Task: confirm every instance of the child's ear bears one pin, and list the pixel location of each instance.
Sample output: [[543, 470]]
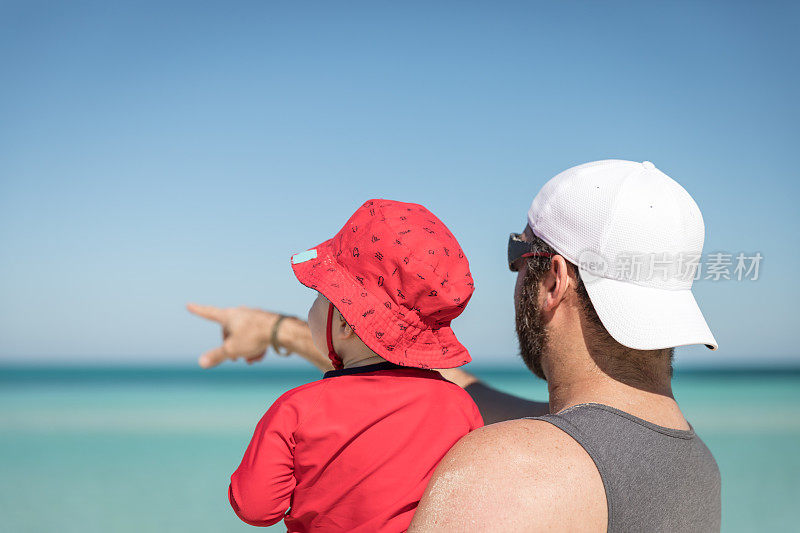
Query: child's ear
[[344, 328]]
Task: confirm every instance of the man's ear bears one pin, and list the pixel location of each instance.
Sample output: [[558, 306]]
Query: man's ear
[[556, 283]]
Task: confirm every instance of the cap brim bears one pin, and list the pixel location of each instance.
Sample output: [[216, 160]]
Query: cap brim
[[646, 318]]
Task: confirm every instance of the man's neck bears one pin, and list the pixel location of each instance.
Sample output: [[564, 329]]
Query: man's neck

## [Task description]
A word-for-word transcription of the listing is needed, minus its images.

## [Answer to the exercise]
Task: confirm every instance of the child's ear bears one pin, and list the pixel location of each instance.
Sample output: [[543, 470]]
Query: child's ear
[[344, 328]]
Task: confirm every instance of the man's ear bears one pin, and list the pixel location of each instance.
Sample output: [[558, 306]]
Query: man's ear
[[556, 283]]
Task: confirm every instance of the cap brim bears one pin, and list the pixel location of each instance.
Sample output: [[216, 160]]
Query: cap brim
[[646, 318]]
Task: confirm every instance of the man's neck bears one pin, and list the pixel location of each instance.
Sample output: [[564, 329]]
Query: man's neck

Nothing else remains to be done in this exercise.